• _WHAT TO WORK ON_
Take the line containing "Set-play tagging: locate each instance of the tall" and every line after it to the end of the records, and copy them exactly, excluding pictures.

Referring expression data
[Start of section]

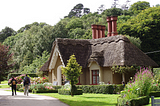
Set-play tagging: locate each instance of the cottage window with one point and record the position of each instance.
(95, 77)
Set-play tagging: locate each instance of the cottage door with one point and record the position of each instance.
(95, 77)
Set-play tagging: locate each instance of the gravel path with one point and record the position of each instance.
(6, 99)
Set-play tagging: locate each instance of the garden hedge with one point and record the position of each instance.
(100, 89)
(17, 74)
(68, 92)
(144, 100)
(44, 91)
(155, 93)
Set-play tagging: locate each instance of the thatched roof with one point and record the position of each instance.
(105, 51)
(44, 67)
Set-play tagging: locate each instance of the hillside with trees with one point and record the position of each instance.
(33, 42)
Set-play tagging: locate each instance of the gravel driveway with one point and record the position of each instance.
(6, 99)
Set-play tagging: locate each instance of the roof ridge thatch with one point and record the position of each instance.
(105, 51)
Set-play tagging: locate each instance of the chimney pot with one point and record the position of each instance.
(109, 26)
(94, 28)
(114, 25)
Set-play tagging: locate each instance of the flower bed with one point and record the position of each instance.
(138, 89)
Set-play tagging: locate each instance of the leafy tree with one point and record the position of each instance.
(6, 32)
(74, 23)
(36, 64)
(88, 34)
(72, 72)
(145, 26)
(101, 9)
(76, 33)
(136, 41)
(28, 26)
(32, 43)
(5, 61)
(139, 6)
(86, 11)
(76, 11)
(157, 5)
(113, 12)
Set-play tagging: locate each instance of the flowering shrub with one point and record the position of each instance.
(19, 79)
(140, 86)
(35, 80)
(39, 80)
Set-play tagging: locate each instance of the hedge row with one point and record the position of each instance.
(68, 92)
(155, 93)
(144, 100)
(18, 74)
(98, 89)
(101, 89)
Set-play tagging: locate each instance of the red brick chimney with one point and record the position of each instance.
(98, 31)
(112, 26)
(109, 26)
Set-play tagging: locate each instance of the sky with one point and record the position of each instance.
(18, 13)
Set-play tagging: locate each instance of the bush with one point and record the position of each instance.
(118, 88)
(39, 80)
(98, 89)
(18, 74)
(19, 86)
(44, 88)
(144, 100)
(155, 93)
(68, 92)
(47, 91)
(19, 79)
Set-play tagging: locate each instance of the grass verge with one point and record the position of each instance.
(86, 99)
(4, 86)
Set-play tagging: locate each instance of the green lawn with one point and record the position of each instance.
(86, 99)
(4, 86)
(4, 82)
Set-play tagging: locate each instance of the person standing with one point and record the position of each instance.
(26, 84)
(13, 84)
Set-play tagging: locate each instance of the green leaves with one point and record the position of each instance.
(5, 61)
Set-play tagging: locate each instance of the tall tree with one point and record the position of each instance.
(76, 11)
(113, 11)
(6, 32)
(139, 6)
(5, 61)
(72, 72)
(101, 9)
(145, 26)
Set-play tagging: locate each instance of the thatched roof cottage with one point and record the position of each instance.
(96, 56)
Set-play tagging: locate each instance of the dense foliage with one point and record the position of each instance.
(5, 61)
(141, 85)
(145, 26)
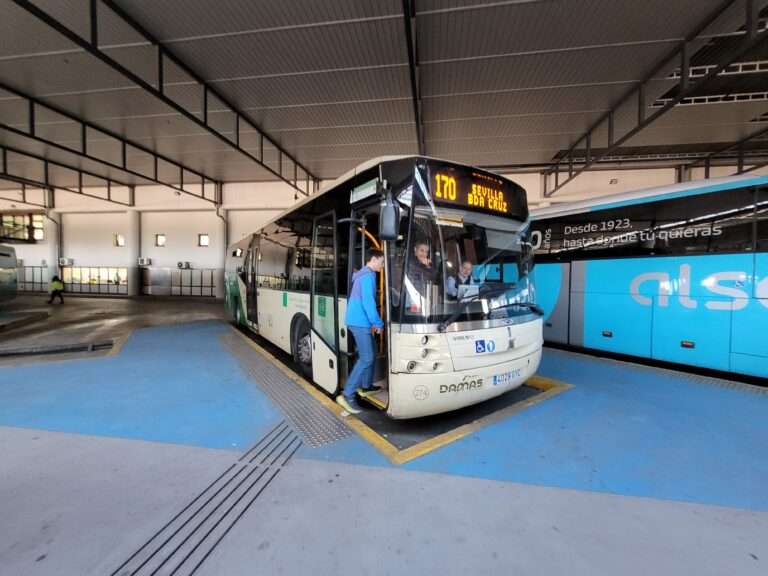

[End of section]

• _PROBLEM SOLUTION_
Set-play tagging: locate each instance of the tall tree with one point and record the position of each instance.
(76, 11)
(113, 11)
(6, 32)
(139, 6)
(5, 61)
(72, 72)
(101, 9)
(145, 26)
Set-play tagging: locate each instance of the thatched roof cottage with one point and record the position of each instance.
(96, 56)
Set-play tagging: locate each instance of the dense foliage with one point and record the position of each instance.
(5, 61)
(141, 85)
(145, 26)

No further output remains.